[Teks Bacaan]
• • • •

Imam Ibn Daqiqil-‘Id, sebagaimana dikutip al-Hafizh Ibn Hajar dalam Fathul-Bari, menjelaskan bahwa praktik memalingkan kepala ke kanan dan ke kiri ini dilakukan agar jama’ah yang ada di dua arah yang berbeda bisa mendengar panggilan shalat. Dalam hal ini kami memahami bahwa praktik adzan yang ini jika tidak diamalkan hari ini pun tidak menjadi soal, sebab corong pengeras suara sudah dipasang ke berbagai arah. Terlebih status praktik memalingkan kepala ke kanan dan kiri ini bukan perintah atau anjuran Nabi saw, melainkan hanya ikhtiar dari Bilal saja agar jama’ah dari berbagai arah bisa mendengar adzannya. Jadi jika sekiranya sudah ada cara baru yang membuat jama’ah dari berbagai arah bisa mendengar adzan maka cara adzan Bilal ini tidak mutlak harus diamalkan. Akan tetapi seandainya ada yang mengamalkannya pun maka jangan dianggap aneh karena memang ada praktiknya di zaman Nabi saw dan disepakati oleh para ulama salaf.

• • • •

[Catatan untuk Diolah]
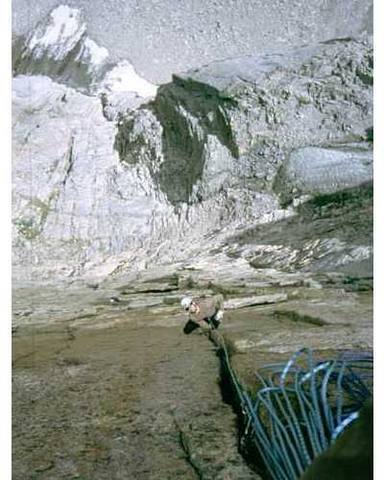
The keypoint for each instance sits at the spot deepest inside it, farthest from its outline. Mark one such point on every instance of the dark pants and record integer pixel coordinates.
(190, 326)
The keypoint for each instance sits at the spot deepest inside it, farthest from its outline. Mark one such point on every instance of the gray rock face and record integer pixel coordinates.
(235, 122)
(179, 175)
(73, 201)
(315, 171)
(60, 47)
(161, 37)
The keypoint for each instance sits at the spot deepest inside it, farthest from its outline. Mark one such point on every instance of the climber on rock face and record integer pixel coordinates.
(206, 313)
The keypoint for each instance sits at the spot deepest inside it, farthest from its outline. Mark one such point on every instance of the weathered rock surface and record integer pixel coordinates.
(59, 47)
(315, 171)
(180, 175)
(233, 304)
(168, 36)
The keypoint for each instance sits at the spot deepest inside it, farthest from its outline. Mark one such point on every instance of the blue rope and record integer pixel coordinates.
(302, 407)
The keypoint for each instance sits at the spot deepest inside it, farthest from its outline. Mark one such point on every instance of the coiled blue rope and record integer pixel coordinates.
(302, 407)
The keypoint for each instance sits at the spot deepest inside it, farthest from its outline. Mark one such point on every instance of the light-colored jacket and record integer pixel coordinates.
(208, 308)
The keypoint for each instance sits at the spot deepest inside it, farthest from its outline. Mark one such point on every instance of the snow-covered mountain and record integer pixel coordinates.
(60, 48)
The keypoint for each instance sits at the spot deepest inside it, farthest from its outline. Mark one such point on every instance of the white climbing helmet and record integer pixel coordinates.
(186, 302)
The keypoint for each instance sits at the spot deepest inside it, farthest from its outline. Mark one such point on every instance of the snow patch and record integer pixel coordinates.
(60, 34)
(123, 78)
(97, 55)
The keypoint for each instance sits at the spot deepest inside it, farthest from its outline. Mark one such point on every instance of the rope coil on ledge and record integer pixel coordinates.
(301, 407)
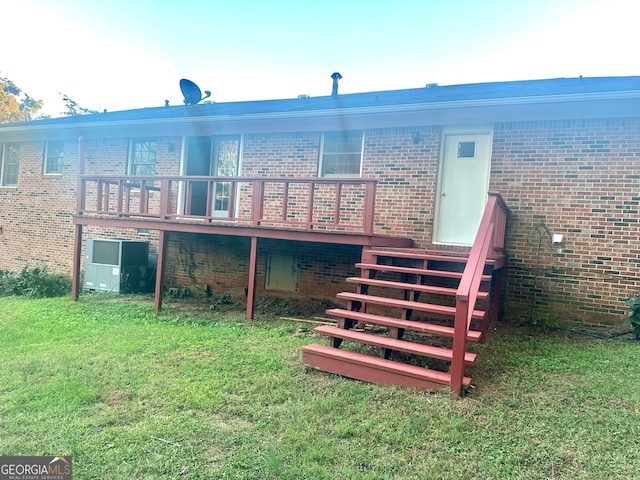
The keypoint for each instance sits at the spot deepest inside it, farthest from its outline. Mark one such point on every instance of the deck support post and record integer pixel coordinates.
(253, 268)
(459, 346)
(496, 295)
(162, 255)
(77, 258)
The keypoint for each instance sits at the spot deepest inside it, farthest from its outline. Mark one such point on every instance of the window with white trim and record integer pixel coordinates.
(342, 153)
(9, 164)
(143, 157)
(53, 157)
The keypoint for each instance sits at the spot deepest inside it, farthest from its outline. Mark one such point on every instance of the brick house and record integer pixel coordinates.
(285, 197)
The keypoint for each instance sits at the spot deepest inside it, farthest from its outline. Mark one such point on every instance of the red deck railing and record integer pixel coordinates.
(336, 204)
(488, 244)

• • • •

[Tugas Latihan]
a. Pilih setiap baris dalam catatan yang memuat kata "white", lalu salin baris-baris itu apa adanya.
b. Lanjutkan teks tentang praktik memalingkan kepala saat adzan, dimulai setelah kalimat terakhirnya.

[Jawaban]
a.
The keypoint for each instance sits at the spot deepest inside it, farthest from its outline. Mark one such point on every instance of the white climbing helmet and record integer pixel coordinates.
The keypoint for each instance sits at the spot deepest inside it, farthest from its outline. Mark one such point on every instance of the window with white trim and record integer pixel coordinates.

b.
Selanjutnya terkait meletakkan jari di telinga, al-Hafizh Ibn Hajar menjelaskan, faidahnya ada dua: Pertama, agar lebih mengeraskan suara adzan dan memanjangkan nafas. Kedua, agar orang-orang yang melihatnya dari kejauhan dan tidak mampu mendengar adzannya mengetahui bahwa itu adalah muadzdzin yang sedang adzan.
Akan tetapi Imam al-Bukhari dalam kitab Shahihnya mengutip dua atsar dengan ta’liq (tanpa sanad, karena memang bukan riwayat al-Bukhari, hanya beliau menyetujui riwayat tersebut) sebagai berikut:
وَيُذْكَرُ عَنْ بِلَالٍ أَنَّهُ جَعَلَ إِصْبَعَيْهِ فِي أُذُنَيْهِ وَكَانَ ابْنُ عُمَرَ لَا يَجْعَلُ إِصْبَعَيْهِ فِي أُذُنَيْهِ
Diriwayatkan dari Bilal bahwa ia meletakkan jarinya di telinganya, sementara Ibn ‘Umar tidak meletakkan jarinya di telinganya (Shahih al-Bukhari bab hal yatatabba’ul-muaddzin fahu).
Riwayat Bilal yang dimaksud Imam al-Bukhari adalah hadits yang ditulis di Bulughul-Maram di atas. Sementara riwayat Ibn ‘Umar diriwayatkan oleh ‘Abdurrazzaq dan Ibn Abi Syaibah dalam kitab hadits mereka (Fathul-Bari). Ini juga berarti bahwa ketentuan muadzdzin meletakkan jari di telinganya kedudukannya tidak wajib.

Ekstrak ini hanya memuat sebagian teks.